**Stored records:**

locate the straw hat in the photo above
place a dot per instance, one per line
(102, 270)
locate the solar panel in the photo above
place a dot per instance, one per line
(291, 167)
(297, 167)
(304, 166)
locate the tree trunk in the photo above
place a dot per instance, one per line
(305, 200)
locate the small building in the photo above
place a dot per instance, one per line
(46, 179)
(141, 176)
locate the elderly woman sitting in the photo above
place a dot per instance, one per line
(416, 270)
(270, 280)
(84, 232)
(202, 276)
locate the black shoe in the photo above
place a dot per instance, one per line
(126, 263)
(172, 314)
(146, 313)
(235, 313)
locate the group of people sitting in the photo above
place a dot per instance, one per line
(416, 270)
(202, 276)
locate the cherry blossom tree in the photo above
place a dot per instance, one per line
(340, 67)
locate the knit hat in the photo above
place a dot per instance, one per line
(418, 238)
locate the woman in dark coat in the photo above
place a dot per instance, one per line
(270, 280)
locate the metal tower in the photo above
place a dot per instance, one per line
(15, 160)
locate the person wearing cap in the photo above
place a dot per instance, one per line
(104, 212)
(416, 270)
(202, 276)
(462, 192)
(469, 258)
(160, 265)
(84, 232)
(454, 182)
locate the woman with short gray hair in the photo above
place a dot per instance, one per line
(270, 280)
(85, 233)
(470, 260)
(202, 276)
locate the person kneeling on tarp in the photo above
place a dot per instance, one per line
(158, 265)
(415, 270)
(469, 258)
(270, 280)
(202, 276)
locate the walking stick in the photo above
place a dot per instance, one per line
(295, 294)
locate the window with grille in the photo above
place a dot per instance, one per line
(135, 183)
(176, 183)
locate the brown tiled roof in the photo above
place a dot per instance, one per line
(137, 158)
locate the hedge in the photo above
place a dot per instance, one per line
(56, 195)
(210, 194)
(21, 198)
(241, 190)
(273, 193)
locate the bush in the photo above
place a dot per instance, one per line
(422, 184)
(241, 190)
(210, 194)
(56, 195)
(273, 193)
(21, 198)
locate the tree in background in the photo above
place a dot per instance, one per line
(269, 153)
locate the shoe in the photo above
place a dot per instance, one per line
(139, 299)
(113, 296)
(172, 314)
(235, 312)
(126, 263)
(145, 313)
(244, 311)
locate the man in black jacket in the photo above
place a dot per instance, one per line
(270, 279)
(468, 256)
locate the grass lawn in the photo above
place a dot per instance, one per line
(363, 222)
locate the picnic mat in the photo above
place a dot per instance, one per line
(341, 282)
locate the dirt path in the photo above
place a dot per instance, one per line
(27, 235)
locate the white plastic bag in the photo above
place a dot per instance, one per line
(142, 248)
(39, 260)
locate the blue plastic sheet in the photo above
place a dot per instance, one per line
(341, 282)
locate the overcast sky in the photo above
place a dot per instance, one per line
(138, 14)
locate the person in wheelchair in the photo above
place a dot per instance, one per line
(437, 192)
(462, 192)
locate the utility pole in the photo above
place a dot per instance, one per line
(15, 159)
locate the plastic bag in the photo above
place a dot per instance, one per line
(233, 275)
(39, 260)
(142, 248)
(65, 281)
--
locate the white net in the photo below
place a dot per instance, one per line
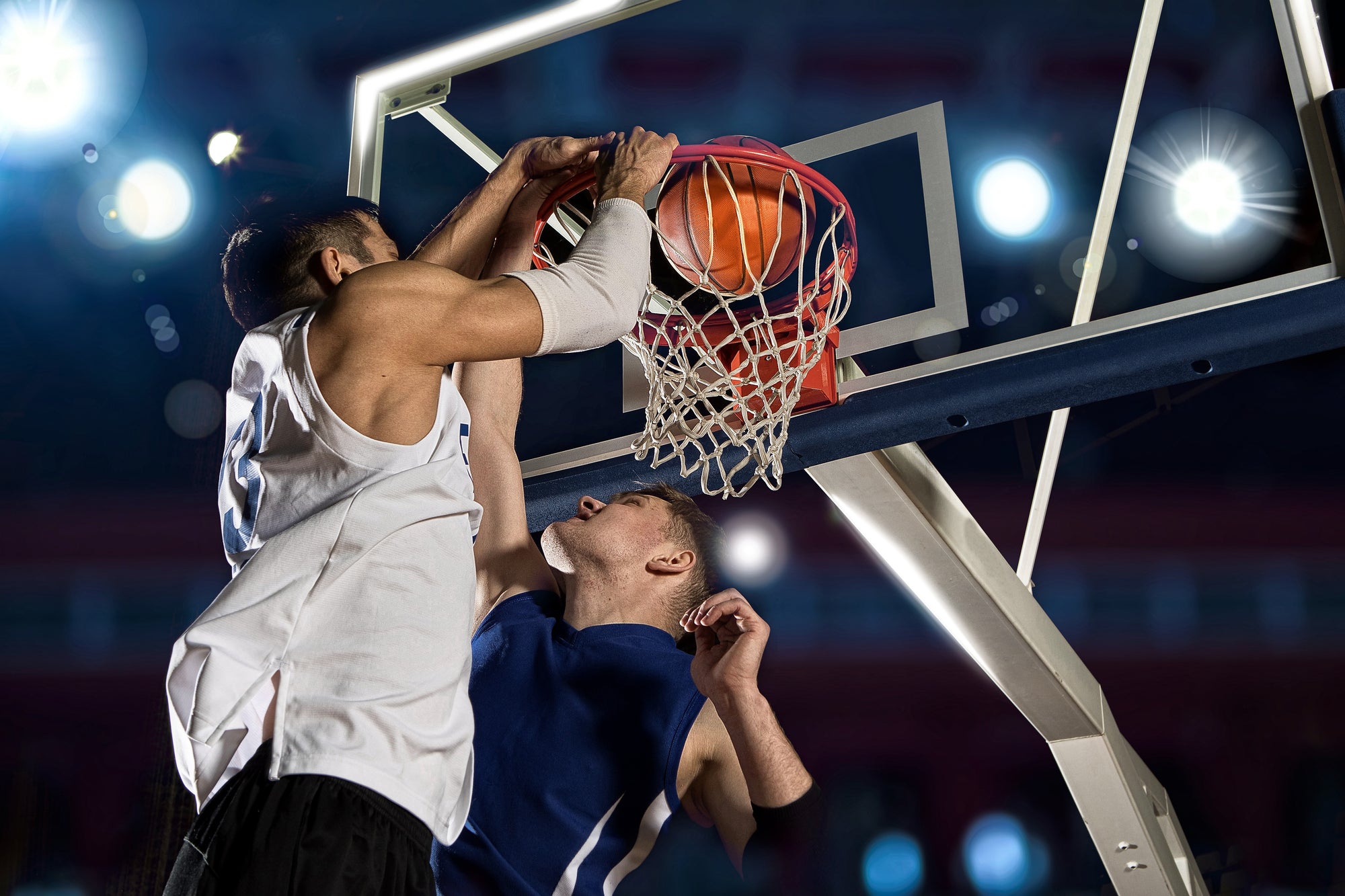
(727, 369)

**Task brief:**
Count the lines of the material above that contain the string "white", treating case as significant. Give only the number.

**The answer:**
2